- _Work to complete_
Gather each line of the rows below that contains the word "green". Case counts.

- _Extracted data_
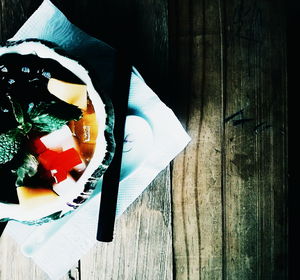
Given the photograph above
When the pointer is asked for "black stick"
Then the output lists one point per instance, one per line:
(111, 178)
(2, 227)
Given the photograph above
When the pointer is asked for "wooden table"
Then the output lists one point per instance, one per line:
(219, 211)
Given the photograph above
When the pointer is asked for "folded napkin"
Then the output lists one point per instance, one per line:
(156, 137)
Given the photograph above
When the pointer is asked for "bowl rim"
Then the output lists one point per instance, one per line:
(103, 154)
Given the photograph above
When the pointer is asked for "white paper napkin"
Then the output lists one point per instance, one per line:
(57, 246)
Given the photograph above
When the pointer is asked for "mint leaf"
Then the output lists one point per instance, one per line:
(28, 168)
(47, 123)
(10, 144)
(48, 117)
(17, 110)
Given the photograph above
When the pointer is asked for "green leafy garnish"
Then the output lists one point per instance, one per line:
(48, 117)
(28, 168)
(10, 143)
(42, 116)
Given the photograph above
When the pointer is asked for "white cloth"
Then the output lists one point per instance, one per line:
(57, 246)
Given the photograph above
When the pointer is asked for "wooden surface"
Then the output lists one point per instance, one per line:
(219, 211)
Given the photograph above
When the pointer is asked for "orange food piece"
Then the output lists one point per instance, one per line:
(35, 197)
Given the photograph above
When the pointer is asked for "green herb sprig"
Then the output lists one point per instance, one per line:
(41, 116)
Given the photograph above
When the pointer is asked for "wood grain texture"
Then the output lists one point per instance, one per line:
(221, 65)
(142, 246)
(255, 158)
(197, 174)
(229, 187)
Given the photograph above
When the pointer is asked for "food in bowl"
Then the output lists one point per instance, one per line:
(56, 136)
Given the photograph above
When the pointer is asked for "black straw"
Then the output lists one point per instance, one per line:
(111, 177)
(2, 227)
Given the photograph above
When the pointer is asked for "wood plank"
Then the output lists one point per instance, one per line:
(255, 157)
(142, 246)
(197, 173)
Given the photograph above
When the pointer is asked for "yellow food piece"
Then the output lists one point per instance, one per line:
(75, 94)
(86, 129)
(35, 197)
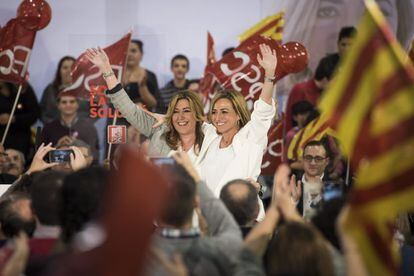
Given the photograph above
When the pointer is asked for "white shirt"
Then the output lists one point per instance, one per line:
(216, 163)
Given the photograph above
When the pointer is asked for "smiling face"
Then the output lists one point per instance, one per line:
(179, 68)
(315, 160)
(183, 119)
(224, 117)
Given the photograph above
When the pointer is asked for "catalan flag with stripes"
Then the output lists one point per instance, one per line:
(271, 26)
(370, 104)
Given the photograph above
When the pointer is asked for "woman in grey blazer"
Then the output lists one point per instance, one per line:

- _Final result_
When the pointer is asked for "green leafy garnish"
When the pointer is asked for "green herb sprig"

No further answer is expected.